## Your task:
Write out the following lines word for word.

## Stored records:
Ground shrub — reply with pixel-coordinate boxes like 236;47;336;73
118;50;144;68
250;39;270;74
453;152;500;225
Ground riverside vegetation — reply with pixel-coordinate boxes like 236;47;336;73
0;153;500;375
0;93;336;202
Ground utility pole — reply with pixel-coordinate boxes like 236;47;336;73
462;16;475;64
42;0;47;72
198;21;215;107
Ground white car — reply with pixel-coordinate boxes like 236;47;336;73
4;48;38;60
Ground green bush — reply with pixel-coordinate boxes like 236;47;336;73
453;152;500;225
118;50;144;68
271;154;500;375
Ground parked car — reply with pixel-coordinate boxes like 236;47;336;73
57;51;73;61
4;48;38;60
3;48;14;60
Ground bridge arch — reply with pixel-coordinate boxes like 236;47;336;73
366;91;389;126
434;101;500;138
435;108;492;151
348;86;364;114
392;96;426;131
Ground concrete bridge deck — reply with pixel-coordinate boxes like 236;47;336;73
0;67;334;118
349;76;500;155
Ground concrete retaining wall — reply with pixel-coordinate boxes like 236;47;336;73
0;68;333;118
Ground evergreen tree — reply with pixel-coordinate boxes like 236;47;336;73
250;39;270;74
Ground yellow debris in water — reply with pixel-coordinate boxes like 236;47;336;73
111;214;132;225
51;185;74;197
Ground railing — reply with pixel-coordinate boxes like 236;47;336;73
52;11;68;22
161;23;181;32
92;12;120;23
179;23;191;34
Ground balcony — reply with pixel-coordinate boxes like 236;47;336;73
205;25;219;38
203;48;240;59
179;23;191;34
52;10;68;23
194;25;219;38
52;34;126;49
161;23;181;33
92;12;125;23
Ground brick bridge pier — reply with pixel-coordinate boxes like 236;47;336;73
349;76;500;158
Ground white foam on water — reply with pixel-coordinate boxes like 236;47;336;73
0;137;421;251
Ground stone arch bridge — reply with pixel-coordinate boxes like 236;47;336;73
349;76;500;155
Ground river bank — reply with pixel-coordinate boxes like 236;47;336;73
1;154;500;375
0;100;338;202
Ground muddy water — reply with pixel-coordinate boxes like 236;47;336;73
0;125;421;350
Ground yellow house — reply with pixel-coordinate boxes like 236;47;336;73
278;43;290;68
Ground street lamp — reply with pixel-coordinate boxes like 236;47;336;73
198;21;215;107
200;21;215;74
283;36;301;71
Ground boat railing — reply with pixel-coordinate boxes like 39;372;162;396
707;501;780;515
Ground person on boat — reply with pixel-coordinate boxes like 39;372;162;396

## Task answer:
Ground shrub — reply with pixel-coordinate boxes like 236;47;336;73
118;50;144;68
250;39;270;74
453;152;500;225
Ground riverside vegetation — reply with pixel-coordinate boxes like 236;47;336;73
0;153;500;375
0;93;336;202
Ground utility pole — reply with pixel-coordinate boxes like 236;47;336;73
462;16;475;64
42;0;47;72
198;21;215;107
Ground white car — reply with pixel-coordinate boxes like 236;47;336;73
4;48;38;60
Ground green bush — reply with pixel-coordinate boxes like 236;47;336;73
453;152;500;225
118;50;144;68
271;154;500;375
Ground parked car — reply with pixel-coordinate boxes like 236;47;336;73
57;51;73;61
4;48;38;60
3;48;14;60
Ground bridge arch — reply with pixel-coordinate boxes like 236;47;336;73
366;91;389;126
434;101;500;138
435;108;492;151
348;86;364;114
392;96;426;131
Ground concrete bridge deck — reply with pixel-coordinate boxes like 236;47;336;73
0;67;334;118
349;76;500;155
Ground concrete retaining wall — reply with pixel-coordinate boxes like 236;47;336;73
0;68;333;118
Ground evergreen tree — reply with pixel-coordinate boxes like 236;47;336;73
250;39;270;74
Ground yellow debris in water — reply with pixel-coordinate boxes like 236;47;336;73
111;214;132;225
51;185;74;197
Ground railing — reply with pixel-coordinate boxes like 236;47;336;73
52;11;68;22
161;23;181;32
92;12;120;23
179;23;191;34
Ground balcony — reply with pixel-coordinate boxes like 236;47;336;73
205;25;219;38
203;48;240;59
179;23;191;34
52;10;68;23
194;25;219;38
52;34;126;49
161;23;181;33
92;12;125;23
Ground brick bridge pier — reply with pixel-coordinate boxes like 236;47;336;73
349;76;500;158
Ground white foam on water — reply with pixel-coordinate boxes like 236;47;336;73
0;137;421;251
Ground stone arch bridge — reply with pixel-coordinate boxes like 236;47;336;73
349;76;500;155
Ground river bank — reply with pixel-coordinate boxes like 236;47;336;73
1;154;500;375
0;100;338;202
Ground muddy water — reply with pixel-coordinate boxes like 236;47;336;73
0;125;421;350
Ground yellow house — reply with pixel-coordinate boxes like 236;47;336;73
278;43;290;68
Ground street lamp — reply with pixel-coordinate boxes like 236;47;336;73
198;21;215;107
200;21;215;74
283;36;301;71
Ground boat railing — reply with pixel-coordinate boxes like 39;372;162;396
707;501;780;515
Ground person on boat — reply with pixel-coordinate boxes like 39;372;162;396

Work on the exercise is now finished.